* _Exercise passage_:
***

This part of Arkansas sits on the Fayetteville Shale, which brought in natural gas exploration in the early 2000s. For about a decade, the gas companies paid local taxes on their property, equipment and the money they made from extracting natural gas, and landowners paid property taxes on the royalties they earned. It was a boom. Many people at the time, here and elsewhere, expected that the money would last longer than it did.

ms liberty

(8,580 posts)
5. I recognize this. It sounds like some of my county's residents.
Sat Oct 5, 2019, 07:54 AM
Oct 2019

It's a far more complex issue than just writing all these people off as racist and misogynistic, although some of them are. Organized religion and news as propaganda have warped views about society and community to further their own ambitions, and they succeeded beyond conservatives wildest dreams. I've watched it happen in the 35 years I have lived here in rural NC. Today is the result of about 50 years work by conservatives, and it's not a good look for any of us.

Demovictory9

(32,457 posts)
6. "Call me narrow-minded but I've never understood why a librarian needs a four-year degree,"
Sat Oct 5, 2019, 08:02 AM
Oct 2019

Only about 2,500 people live in my hometown. The library serves the entire county, which has an estimated 16,600 people, a marked decline from the population at the last census in 2010. The library has historically provided a variety of services for this community. It has offered summer reading camps for children and services like high-speed internet, sewing classes and academic help. I grew up going to the library and visited it often when I returned. It was always busy. I thought people would be supportive.

Instead, they started a fight. The battle began on the Facebook post, which had 240 comments by the end. The first comment came from Amie Hamilton, who reiterated her point when I interviewed her several months later. “If you want to make $25 an hour, please go to a city that can afford it,” she wrote. “We the people are not here to pay your excessive salaries through taxation or in any other way.”

***

* _Available data_:
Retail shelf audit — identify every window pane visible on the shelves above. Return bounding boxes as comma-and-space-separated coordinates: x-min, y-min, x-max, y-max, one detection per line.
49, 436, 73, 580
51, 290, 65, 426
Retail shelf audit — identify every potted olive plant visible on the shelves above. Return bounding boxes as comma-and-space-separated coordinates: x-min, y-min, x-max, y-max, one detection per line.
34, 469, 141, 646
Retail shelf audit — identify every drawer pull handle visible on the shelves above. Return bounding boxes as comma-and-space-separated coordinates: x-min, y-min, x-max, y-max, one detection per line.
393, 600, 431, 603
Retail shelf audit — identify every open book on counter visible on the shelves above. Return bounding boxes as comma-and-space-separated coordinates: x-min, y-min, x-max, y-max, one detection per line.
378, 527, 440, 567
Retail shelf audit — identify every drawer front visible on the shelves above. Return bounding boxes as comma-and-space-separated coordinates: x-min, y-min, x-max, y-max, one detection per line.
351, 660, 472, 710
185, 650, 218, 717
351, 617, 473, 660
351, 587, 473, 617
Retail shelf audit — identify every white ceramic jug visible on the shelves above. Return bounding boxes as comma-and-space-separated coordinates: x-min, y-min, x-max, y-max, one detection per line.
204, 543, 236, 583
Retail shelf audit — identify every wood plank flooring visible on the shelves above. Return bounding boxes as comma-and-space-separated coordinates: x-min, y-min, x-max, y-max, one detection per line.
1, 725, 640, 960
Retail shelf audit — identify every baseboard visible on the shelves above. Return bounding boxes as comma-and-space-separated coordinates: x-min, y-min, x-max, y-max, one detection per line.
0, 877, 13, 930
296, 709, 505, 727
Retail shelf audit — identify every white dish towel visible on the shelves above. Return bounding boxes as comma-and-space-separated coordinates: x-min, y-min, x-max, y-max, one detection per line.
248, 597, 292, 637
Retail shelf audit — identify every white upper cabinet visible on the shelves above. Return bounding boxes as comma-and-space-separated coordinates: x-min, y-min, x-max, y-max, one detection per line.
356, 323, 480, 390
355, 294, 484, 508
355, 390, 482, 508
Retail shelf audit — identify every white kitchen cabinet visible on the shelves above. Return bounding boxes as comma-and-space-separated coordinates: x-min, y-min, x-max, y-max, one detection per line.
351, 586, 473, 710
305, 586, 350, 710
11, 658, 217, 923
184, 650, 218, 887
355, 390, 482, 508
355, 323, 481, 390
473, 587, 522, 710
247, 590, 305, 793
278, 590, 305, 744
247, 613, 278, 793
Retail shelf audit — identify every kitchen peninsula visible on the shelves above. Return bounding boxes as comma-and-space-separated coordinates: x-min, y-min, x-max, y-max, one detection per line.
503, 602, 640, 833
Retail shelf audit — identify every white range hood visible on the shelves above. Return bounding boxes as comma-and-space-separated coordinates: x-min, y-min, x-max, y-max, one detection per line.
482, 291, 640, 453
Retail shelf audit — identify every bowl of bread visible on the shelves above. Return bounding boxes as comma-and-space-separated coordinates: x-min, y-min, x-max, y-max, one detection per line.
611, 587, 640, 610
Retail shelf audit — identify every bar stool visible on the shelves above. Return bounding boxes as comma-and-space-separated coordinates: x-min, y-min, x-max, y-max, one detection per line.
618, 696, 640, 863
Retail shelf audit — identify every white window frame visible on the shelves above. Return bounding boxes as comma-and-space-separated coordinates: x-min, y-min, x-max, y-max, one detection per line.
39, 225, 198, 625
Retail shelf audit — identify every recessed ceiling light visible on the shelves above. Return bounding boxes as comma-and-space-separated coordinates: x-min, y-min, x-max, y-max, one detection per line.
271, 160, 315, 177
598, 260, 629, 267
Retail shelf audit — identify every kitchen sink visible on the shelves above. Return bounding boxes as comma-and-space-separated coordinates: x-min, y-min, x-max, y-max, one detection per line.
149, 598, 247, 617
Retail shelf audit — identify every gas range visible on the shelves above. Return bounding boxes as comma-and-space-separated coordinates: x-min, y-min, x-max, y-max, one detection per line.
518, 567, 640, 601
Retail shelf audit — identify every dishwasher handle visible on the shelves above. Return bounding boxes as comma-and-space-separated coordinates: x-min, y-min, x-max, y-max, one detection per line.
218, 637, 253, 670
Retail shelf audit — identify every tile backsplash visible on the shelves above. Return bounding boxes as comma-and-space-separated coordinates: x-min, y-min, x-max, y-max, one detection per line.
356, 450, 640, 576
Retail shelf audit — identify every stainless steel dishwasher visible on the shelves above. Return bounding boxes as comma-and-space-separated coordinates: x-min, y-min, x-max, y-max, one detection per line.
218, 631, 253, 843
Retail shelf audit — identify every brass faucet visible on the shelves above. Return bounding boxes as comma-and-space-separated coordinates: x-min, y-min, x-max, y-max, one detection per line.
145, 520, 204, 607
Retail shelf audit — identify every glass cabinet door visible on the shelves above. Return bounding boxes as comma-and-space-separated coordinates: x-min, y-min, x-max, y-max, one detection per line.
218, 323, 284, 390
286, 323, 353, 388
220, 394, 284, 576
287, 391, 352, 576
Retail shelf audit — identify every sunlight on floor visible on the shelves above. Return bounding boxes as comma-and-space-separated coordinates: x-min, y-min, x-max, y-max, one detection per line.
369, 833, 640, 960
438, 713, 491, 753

***

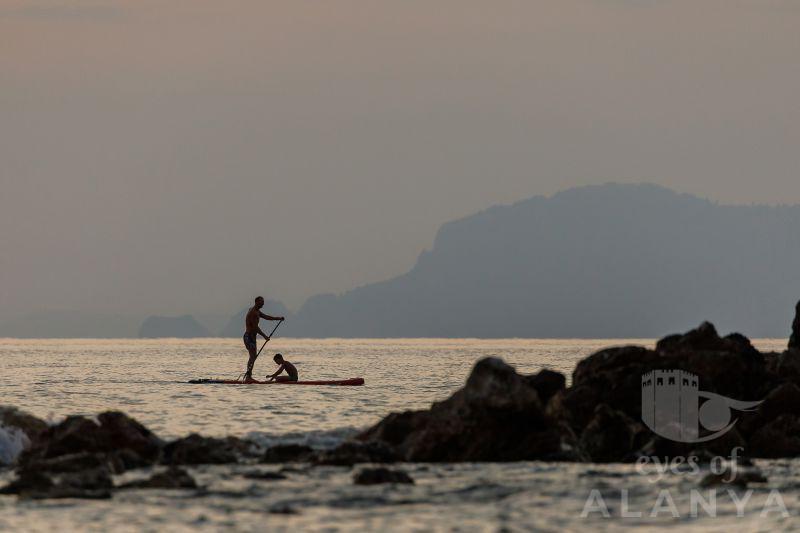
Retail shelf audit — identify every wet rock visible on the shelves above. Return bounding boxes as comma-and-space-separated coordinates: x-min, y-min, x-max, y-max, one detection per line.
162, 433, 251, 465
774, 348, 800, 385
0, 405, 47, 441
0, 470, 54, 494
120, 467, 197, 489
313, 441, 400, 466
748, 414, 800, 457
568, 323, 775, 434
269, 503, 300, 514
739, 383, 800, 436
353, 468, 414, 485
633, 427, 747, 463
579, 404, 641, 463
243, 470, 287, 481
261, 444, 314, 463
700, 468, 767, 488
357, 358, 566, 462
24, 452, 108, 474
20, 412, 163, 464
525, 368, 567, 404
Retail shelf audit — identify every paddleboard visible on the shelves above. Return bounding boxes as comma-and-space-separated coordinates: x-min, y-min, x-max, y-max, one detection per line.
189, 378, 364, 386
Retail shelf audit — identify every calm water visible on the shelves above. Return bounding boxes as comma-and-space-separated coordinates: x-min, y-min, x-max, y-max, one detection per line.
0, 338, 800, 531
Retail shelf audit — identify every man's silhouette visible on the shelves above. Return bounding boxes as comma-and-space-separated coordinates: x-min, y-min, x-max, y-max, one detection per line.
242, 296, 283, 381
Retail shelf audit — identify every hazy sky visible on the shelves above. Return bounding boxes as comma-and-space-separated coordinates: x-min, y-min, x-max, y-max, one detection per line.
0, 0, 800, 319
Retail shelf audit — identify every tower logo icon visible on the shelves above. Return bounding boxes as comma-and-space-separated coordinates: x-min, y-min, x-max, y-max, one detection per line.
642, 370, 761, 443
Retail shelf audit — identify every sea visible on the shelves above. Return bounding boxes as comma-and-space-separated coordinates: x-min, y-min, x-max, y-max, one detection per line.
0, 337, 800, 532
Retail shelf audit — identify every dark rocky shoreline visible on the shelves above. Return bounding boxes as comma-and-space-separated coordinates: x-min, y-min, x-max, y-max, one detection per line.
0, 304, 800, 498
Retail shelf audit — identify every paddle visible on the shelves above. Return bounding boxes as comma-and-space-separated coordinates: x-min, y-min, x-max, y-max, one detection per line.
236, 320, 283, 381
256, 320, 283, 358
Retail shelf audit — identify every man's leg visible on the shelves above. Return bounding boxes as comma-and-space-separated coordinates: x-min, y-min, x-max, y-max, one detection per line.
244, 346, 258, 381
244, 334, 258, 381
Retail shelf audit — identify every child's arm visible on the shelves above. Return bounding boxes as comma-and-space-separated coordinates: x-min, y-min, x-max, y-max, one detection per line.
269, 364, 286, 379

***

Can you carry on the passage about the fight over the small-town library, picking up right after Amie Hamilton's quoted comment? Ignore the material entirely; it is not needed here.

* _Response area_:
There was general agreement among the Facebook commenters that no one in the area was paid that much, — the librarian’s wages would have worked out to be about $42,200 a year — and the people who do actually earn incomes that are similar — teachers and many county officials — largely remained quiet. (Clinton has a median income of $34,764 and a poverty rate of 22.6 percent.) When a few of us, including me, pointed out that the candidate for the library job had a master’s degree, more people commented on the uselessness of education. “Call me narrow-minded but I’ve never understood why a librarian needs a four-year degree,” someone wrote. “We were taught Dewey decimal system in grade school. Never sounded like anything too tough.”

hatrack

(59,587 posts)
7. Short version: They don't want to pay for anything, no one should make more than they do . .
Sat Oct 5, 2019, 08:29 AM
Oct 2019

And (as was shouted at me once during a demonstration before the Iraq War), "If you don't like it, LEAVE!!"

And at the end of their sad, fearful, crimped little lives, as the last hours and minutes tick by, maybe they'll realize that there was a whole world out there, and they didn't bother to see or learn much about any of it.

They might even feel regret that they didn't.

But then again, they probably won't.

machoneman

(4,007 posts)
8. An even shorter version: they were too stupid (Dunning-Kreuger) to leave for better pay!
Sat Oct 5, 2019, 09:44 AM
Oct 2019

Saw it before. They could not wrap their silly heads around societal change where, say farming or coal mining, was going away or went to massive corporations. Left behind by their own volition, they sank into blaming others for their misfortunes, mainly Hillary, President Obama and other more current Democrats. See, one has to create someone to hate in order to direct their fury. Hence, Republicanism and Trump are the foil to those evil Democrats that made their low, miserable lives even more miserable. Owning the libs is therefore paramount in their world even if doing so hurts their own Medicare, Medicaid, SS, other healthcare, abortion rights and on and on.